Print the whole listing below exactly, skipping every picture.

Data listing: Begin

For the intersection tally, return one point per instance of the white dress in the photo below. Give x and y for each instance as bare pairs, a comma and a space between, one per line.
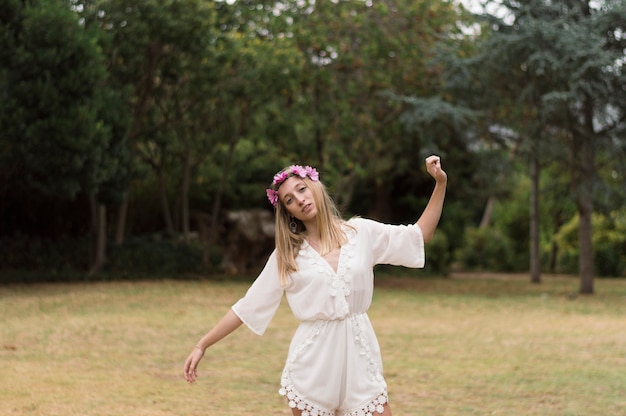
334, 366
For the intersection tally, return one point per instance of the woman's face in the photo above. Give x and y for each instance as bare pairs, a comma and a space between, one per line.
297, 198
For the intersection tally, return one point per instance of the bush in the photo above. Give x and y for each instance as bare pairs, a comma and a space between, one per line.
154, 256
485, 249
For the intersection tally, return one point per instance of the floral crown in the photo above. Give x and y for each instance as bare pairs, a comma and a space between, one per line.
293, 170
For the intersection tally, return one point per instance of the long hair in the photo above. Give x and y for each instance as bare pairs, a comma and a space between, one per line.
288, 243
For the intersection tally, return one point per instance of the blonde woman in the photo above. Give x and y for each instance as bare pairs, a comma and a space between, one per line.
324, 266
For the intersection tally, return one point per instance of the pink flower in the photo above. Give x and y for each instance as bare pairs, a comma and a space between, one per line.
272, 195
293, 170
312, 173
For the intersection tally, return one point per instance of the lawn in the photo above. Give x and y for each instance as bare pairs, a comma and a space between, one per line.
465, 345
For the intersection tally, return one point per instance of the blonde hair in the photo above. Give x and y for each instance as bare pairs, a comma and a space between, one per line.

Data listing: End

- _Reply_:
For the intersection tally, return one point per instance of the white dress in the photo below. Give x and y for each instance as bare pairs, a comma and a space between, one per line.
334, 366
For the intersection tally, return one point per instance of the woman's face in the photo above. Give x and y for each instance as bare pairs, a comma and a space between, one per line.
297, 198
For the intersection tally, return one point per instance of the bush in the photo above. Give x and y for each instance as bare pairs, a comma and a space between, one per line.
154, 256
485, 249
For the intersection tally, return one point per instance of the floral crown in the photo above. Give x and y for each instance as bare pairs, a comma and a space between, one per line.
293, 170
For the intersection tally, return one point per instance of the long hair in the photo above. Give x and y for each instance as bare pairs, a comma and a space between, one per line.
288, 243
For the intersection tally, return one point per instance of the blonde woman in the photo above. Give x and y for each instance as bare pairs, a comma and a space between, one per line.
324, 266
For the intersection tally, return one point per instance of the pink flower in the photo above. Give x and y for each instance as bare pairs, a comma and a space between, one per line.
272, 195
293, 170
312, 173
For the intersection tally, return one point per instance of the lawn in the photo above. Give x and y for each instance as bare pairs, a comma and a space between, one per line.
465, 345
For the intersection tally, return one point per instance of the blonde hair in the photo above. Give x and y for each instance as bare pairs, a comma and a space between, one per line.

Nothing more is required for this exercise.